═════ EXTRACTED DATA ═════

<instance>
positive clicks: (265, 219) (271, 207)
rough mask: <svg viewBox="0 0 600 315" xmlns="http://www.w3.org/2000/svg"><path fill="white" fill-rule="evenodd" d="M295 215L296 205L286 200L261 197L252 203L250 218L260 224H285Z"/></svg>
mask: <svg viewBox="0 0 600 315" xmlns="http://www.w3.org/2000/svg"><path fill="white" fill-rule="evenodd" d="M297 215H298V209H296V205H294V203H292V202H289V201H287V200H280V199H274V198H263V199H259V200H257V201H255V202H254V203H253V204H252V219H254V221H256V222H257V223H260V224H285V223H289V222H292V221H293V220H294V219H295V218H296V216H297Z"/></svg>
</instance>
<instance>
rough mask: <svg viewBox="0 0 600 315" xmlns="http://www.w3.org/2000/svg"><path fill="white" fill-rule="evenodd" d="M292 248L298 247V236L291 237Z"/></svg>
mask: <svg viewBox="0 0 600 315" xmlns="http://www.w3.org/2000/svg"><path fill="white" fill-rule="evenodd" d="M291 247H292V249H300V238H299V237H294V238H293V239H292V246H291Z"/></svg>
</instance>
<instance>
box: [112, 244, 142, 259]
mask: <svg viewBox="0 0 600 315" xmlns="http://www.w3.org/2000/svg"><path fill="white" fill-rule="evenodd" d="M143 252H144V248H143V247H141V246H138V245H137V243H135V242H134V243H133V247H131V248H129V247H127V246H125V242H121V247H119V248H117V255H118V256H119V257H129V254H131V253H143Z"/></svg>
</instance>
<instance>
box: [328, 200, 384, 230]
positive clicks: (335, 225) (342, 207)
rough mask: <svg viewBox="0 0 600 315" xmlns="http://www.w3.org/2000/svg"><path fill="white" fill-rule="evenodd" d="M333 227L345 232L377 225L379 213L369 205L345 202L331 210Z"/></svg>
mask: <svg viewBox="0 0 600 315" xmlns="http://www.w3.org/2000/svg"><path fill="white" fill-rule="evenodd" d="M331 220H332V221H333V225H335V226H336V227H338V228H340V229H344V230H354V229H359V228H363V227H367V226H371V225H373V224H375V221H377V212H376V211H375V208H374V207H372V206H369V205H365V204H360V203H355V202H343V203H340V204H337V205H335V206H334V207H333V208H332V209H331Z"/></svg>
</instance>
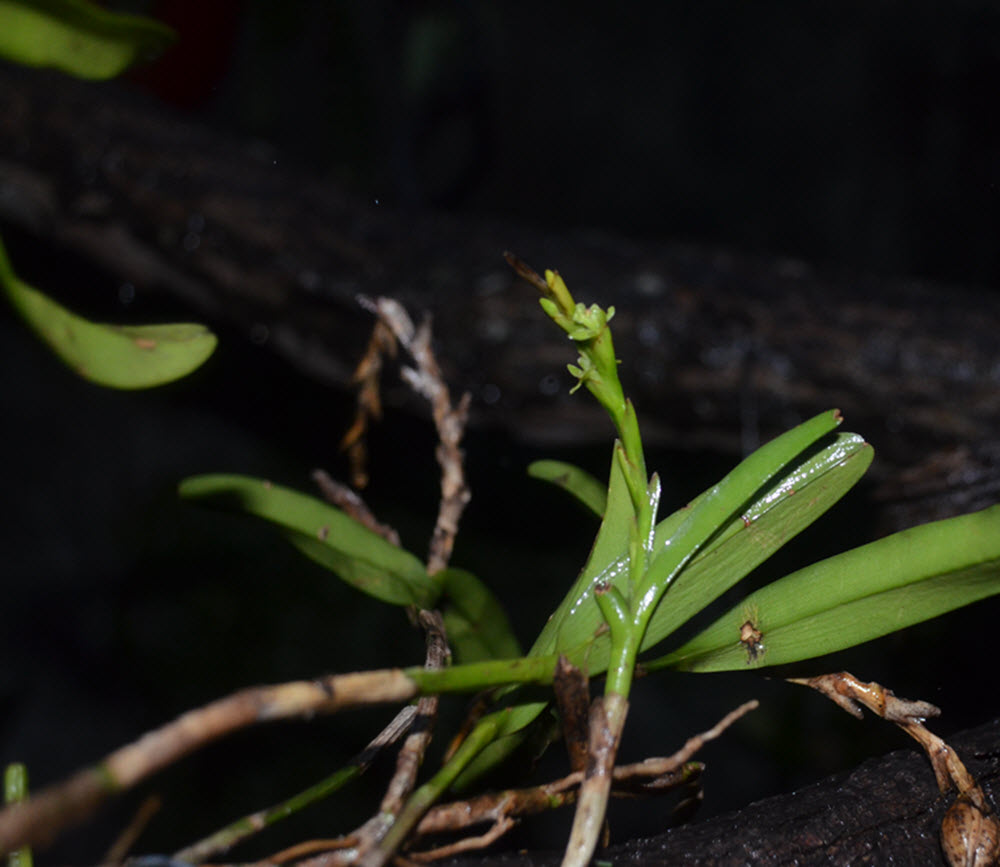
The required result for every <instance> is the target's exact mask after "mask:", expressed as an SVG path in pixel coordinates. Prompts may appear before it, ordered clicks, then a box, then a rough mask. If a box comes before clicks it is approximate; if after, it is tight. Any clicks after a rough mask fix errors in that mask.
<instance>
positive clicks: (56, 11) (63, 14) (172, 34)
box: [0, 0, 176, 79]
mask: <svg viewBox="0 0 1000 867" xmlns="http://www.w3.org/2000/svg"><path fill="white" fill-rule="evenodd" d="M175 38H176V34H175V33H174V31H173V30H171V29H170V28H169V27H167V26H166V25H165V24H161V23H160V22H158V21H153V20H152V19H149V18H142V17H140V16H138V15H126V14H116V13H112V12H108V11H106V10H104V9H101V8H100V7H99V6H95V5H94V4H93V3H87V2H84V0H0V57H4V58H6V59H7V60H12V61H14V62H16V63H21V64H24V65H25V66H40V67H53V68H55V69H58V70H60V71H62V72H66V73H69V74H70V75H75V76H77V77H79V78H89V79H105V78H113V77H114V76H116V75H118V74H119V73H121V72H124V71H125V70H126V69H128V67H129V66H132V65H133V64H134V63H137V62H139V61H142V60H148V59H151V58H153V57H156V56H157V55H158V54H160V53H162V52H163V50H164V49H165V48H166V47H167V46H168V45H170V43H171V42H173V41H174V39H175Z"/></svg>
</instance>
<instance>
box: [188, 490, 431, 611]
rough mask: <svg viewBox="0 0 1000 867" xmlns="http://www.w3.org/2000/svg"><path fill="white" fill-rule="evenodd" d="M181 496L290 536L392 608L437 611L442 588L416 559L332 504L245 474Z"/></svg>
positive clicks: (306, 550)
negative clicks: (438, 602)
mask: <svg viewBox="0 0 1000 867" xmlns="http://www.w3.org/2000/svg"><path fill="white" fill-rule="evenodd" d="M179 493H180V495H181V496H182V497H185V498H188V499H193V500H198V501H199V502H202V503H204V504H206V505H211V506H216V507H221V508H225V509H239V510H243V511H246V512H249V513H250V514H252V515H256V516H257V517H259V518H263V519H265V520H267V521H270V522H271V523H274V524H277V525H278V526H280V527H283V528H285V529H286V530H289V531H291V533H290V535H289V540H290V541H291V542H292V544H294V545H295V546H296V547H297V548H298V549H299V550H300V551H302V552H303V553H304V554H306V555H308V556H309V557H311V558H312V559H314V560H315V561H316V562H318V563H320V564H321V565H322V566H325V567H326V568H327V569H329V570H330V571H331V572H333V573H335V574H336V575H337V576H338V577H339V578H340V579H341V580H343V581H345V582H346V583H348V584H350V585H351V586H353V587H355V588H357V589H358V590H361V591H362V592H364V593H367V594H368V595H370V596H374V597H375V598H376V599H380V600H382V601H383V602H388V603H390V604H392V605H419V606H420V607H423V608H430V607H433V606H434V605H435V604H436V602H437V599H438V597H439V595H440V583H439V582H438V581H436V580H435V579H434V578H431V577H430V576H428V574H427V571H426V568H425V566H424V564H423V563H422V562H421V561H420V560H419V559H418V558H417V557H415V556H414V555H413V554H411V553H409V552H408V551H405V550H403V549H402V548H397V547H396V546H395V545H393V544H392V543H391V542H388V541H386V540H385V539H383V538H382V537H381V536H379V535H378V533H375V532H373V531H371V530H369V529H368V528H367V527H364V526H362V525H361V524H359V523H358V522H357V521H355V520H354V519H353V518H351V517H350V516H348V515H346V514H345V513H344V512H342V511H340V510H339V509H337V508H335V507H333V506H331V505H328V504H327V503H324V502H322V501H321V500H317V499H316V498H315V497H310V496H308V495H307V494H302V493H300V492H298V491H293V490H291V489H290V488H284V487H281V486H280V485H274V484H271V483H270V482H267V481H264V480H263V479H255V478H251V477H249V476H240V475H221V474H218V475H204V476H193V477H191V478H188V479H185V480H184V481H183V482H181V484H180V487H179Z"/></svg>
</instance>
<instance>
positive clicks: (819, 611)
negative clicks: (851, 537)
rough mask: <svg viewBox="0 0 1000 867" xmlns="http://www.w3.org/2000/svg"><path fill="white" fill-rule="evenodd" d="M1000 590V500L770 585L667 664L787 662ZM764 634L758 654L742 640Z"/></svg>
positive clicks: (873, 545)
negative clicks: (747, 636) (984, 508)
mask: <svg viewBox="0 0 1000 867" xmlns="http://www.w3.org/2000/svg"><path fill="white" fill-rule="evenodd" d="M995 593H1000V506H992V507H991V508H989V509H984V510H983V511H981V512H974V513H972V514H970V515H962V516H960V517H957V518H949V519H947V520H945V521H935V522H934V523H931V524H924V525H922V526H919V527H913V528H912V529H909V530H903V531H902V532H900V533H895V534H893V535H892V536H888V537H886V538H884V539H879V540H878V541H876V542H871V543H870V544H868V545H862V546H861V547H860V548H854V549H853V550H851V551H847V552H845V553H843V554H838V555H837V556H835V557H830V558H828V559H826V560H822V561H820V562H819V563H815V564H813V565H812V566H808V567H806V568H805V569H800V570H799V571H797V572H794V573H792V574H791V575H787V576H786V577H784V578H782V579H780V580H778V581H775V582H773V583H772V584H769V585H767V586H766V587H763V588H761V589H760V590H758V591H757V592H756V593H753V594H751V595H750V596H748V597H747V598H746V599H745V600H744V601H743V602H742V603H741V604H740V605H738V606H736V607H735V608H733V609H731V610H730V611H729V612H727V613H726V614H724V615H723V616H722V617H720V618H719V619H718V620H717V621H716V622H715V623H714V624H712V625H711V626H709V627H708V628H707V629H706V630H705V631H704V632H702V633H701V634H699V635H698V636H696V637H695V638H693V639H692V640H691V641H689V642H687V644H685V645H684V646H683V647H681V648H679V649H677V650H675V651H674V652H673V653H671V654H669V655H667V656H665V657H663V658H662V659H661V660H658V661H657V663H656V666H655V667H657V668H664V667H669V668H676V669H681V670H684V671H727V670H734V669H743V668H746V667H747V666H748V665H751V666H754V667H756V666H760V665H781V664H784V663H788V662H797V661H798V660H802V659H809V658H811V657H814V656H821V655H823V654H826V653H833V652H834V651H837V650H842V649H844V648H846V647H852V646H853V645H855V644H861V643H862V642H865V641H871V640H872V639H874V638H879V637H880V636H883V635H887V634H889V633H890V632H895V631H897V630H899V629H903V628H905V627H907V626H911V625H913V624H914V623H920V622H921V621H923V620H928V619H930V618H932V617H937V616H938V615H941V614H944V613H946V612H948V611H952V610H953V609H955V608H960V607H961V606H963V605H969V604H970V603H972V602H976V601H978V600H980V599H983V598H985V597H987V596H991V595H993V594H995ZM747 621H750V623H751V625H752V627H753V628H754V629H755V630H758V631H759V632H760V637H759V639H758V640H757V641H758V644H759V645H762V646H759V647H758V648H757V652H755V653H750V652H748V648H747V647H746V646H745V645H744V644H743V643H741V641H740V632H741V629H742V627H743V625H744V624H745V623H747Z"/></svg>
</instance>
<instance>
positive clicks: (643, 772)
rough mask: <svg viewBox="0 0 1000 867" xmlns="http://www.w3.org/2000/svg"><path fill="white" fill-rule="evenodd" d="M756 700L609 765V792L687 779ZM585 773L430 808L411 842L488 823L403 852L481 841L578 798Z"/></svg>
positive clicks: (432, 851) (423, 852)
mask: <svg viewBox="0 0 1000 867" xmlns="http://www.w3.org/2000/svg"><path fill="white" fill-rule="evenodd" d="M757 705H758V702H757V701H756V700H754V701H748V702H746V703H745V704H742V705H740V706H739V707H738V708H736V709H735V710H733V711H731V712H730V713H728V714H726V716H725V717H723V718H722V719H721V720H720V721H719V722H718V723H716V725H714V726H713V727H712V728H710V729H709V730H708V731H705V732H702V733H701V734H698V735H695V736H694V737H691V738H689V739H688V740H687V742H686V743H685V744H684V746H683V747H682V748H681V749H680V750H678V751H677V752H676V753H674V754H673V755H672V756H667V757H658V758H649V759H645V760H644V761H642V762H636V763H634V764H630V765H622V766H618V767H615V768H613V769H612V771H611V777H612V786H611V791H612V794H614V795H615V796H616V797H635V796H637V795H650V794H658V793H661V792H665V791H667V790H669V789H670V788H672V787H674V786H677V785H680V784H683V783H687V782H690V781H691V779H692V777H693V776H695V775H697V774H699V773H700V771H701V766H700V765H696V766H693V767H692V766H689V765H688V764H687V763H688V762H689V761H690V759H691V757H692V756H693V755H694V754H695V753H697V752H698V751H699V750H700V749H701V748H702V747H703V746H704V745H705V744H706V743H708V742H709V741H712V740H714V739H715V738H717V737H719V736H720V735H721V734H722V733H723V732H724V731H725V730H726V729H727V728H729V726H731V725H732V724H733V723H734V722H736V720H738V719H739V718H740V717H742V716H743V715H744V714H746V713H749V712H750V711H751V710H754V709H755V708H756V707H757ZM585 773H586V772H585V770H583V769H580V770H575V771H573V772H572V773H570V774H567V775H566V776H565V777H562V778H561V779H558V780H554V781H552V782H549V783H545V784H543V785H540V786H534V787H531V788H528V789H511V790H507V791H503V792H497V793H493V794H489V795H483V796H480V797H477V798H472V799H469V800H464V801H456V802H454V803H452V804H442V805H440V806H438V807H434V808H433V809H431V810H429V811H428V813H427V815H426V816H424V818H423V819H422V820H421V822H420V824H419V825H418V826H417V828H416V830H415V832H414V838H413V841H411V842H414V841H416V840H419V839H420V838H422V837H427V836H430V835H431V834H442V833H454V832H456V831H460V830H462V829H465V828H474V827H476V826H478V825H489V827H488V828H487V830H486V831H485V832H484V833H483V834H481V835H478V836H475V837H467V838H464V839H462V840H459V841H457V842H455V843H452V844H449V845H447V846H442V847H438V848H435V849H431V850H426V851H422V852H409V853H407V856H406V857H407V858H408V859H410V860H413V861H433V860H436V859H438V858H445V857H450V856H451V855H455V854H457V853H459V852H463V851H468V850H470V849H476V848H482V847H484V846H487V845H489V844H490V843H492V842H494V841H495V840H496V839H497V838H499V837H500V836H502V835H503V834H504V833H506V831H508V830H509V829H510V828H512V827H513V826H514V825H515V824H516V823H517V820H518V819H520V818H521V817H523V816H528V815H533V814H536V813H540V812H543V811H545V810H550V809H553V808H556V807H562V806H568V805H571V804H573V803H574V802H575V801H576V799H577V797H578V792H579V787H580V785H581V783H582V782H583V780H584V777H585Z"/></svg>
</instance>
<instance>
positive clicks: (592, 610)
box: [529, 442, 635, 656]
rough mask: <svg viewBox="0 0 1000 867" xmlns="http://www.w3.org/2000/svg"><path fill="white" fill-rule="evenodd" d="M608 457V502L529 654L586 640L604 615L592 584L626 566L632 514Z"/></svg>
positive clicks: (627, 498)
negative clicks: (609, 461) (602, 616)
mask: <svg viewBox="0 0 1000 867" xmlns="http://www.w3.org/2000/svg"><path fill="white" fill-rule="evenodd" d="M621 448H622V446H621V443H619V442H616V443H615V447H614V453H613V454H612V459H611V474H610V481H609V483H608V495H607V506H606V508H605V510H604V520H603V521H602V522H601V526H600V529H599V530H598V531H597V537H596V538H595V539H594V546H593V548H592V549H591V551H590V556H589V557H588V558H587V563H586V565H585V566H584V567H583V570H582V571H581V573H580V575H579V577H578V578H577V579H576V582H575V583H574V584H573V587H572V589H571V590H570V592H569V593H567V594H566V596H565V597H564V598H563V601H562V602H561V603H560V604H559V607H558V608H557V609H556V610H555V612H554V613H553V614H552V616H551V617H549V619H548V622H546V624H545V626H544V627H543V628H542V631H541V633H540V634H539V636H538V638H537V639H536V641H535V643H534V645H532V648H531V650H530V651H529V655H531V656H544V655H547V654H550V653H554V652H556V651H557V650H563V649H566V648H570V647H576V646H577V645H580V644H583V643H584V642H587V641H589V640H590V639H591V638H592V637H593V635H594V634H595V633H596V632H597V631H598V630H599V629H600V628H601V626H602V624H603V622H604V621H603V619H602V618H601V614H600V611H599V609H598V607H597V604H596V603H595V602H594V598H593V597H594V585H595V584H597V583H599V582H601V581H613V580H614V579H615V578H616V577H617V576H618V575H620V574H622V573H623V572H625V571H627V568H628V539H629V525H630V524H631V522H632V519H633V516H634V514H635V513H634V510H633V507H632V498H631V494H630V493H629V489H628V482H627V481H626V479H625V475H624V473H623V471H622V462H621V461H620V460H619V459H618V457H617V453H618V452H620V451H621Z"/></svg>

═════

## WHAT IS REQUIRED
Report how many lines in the rows above contain the string "negative". Give only the number.

## OUTPUT OF THE TASK
4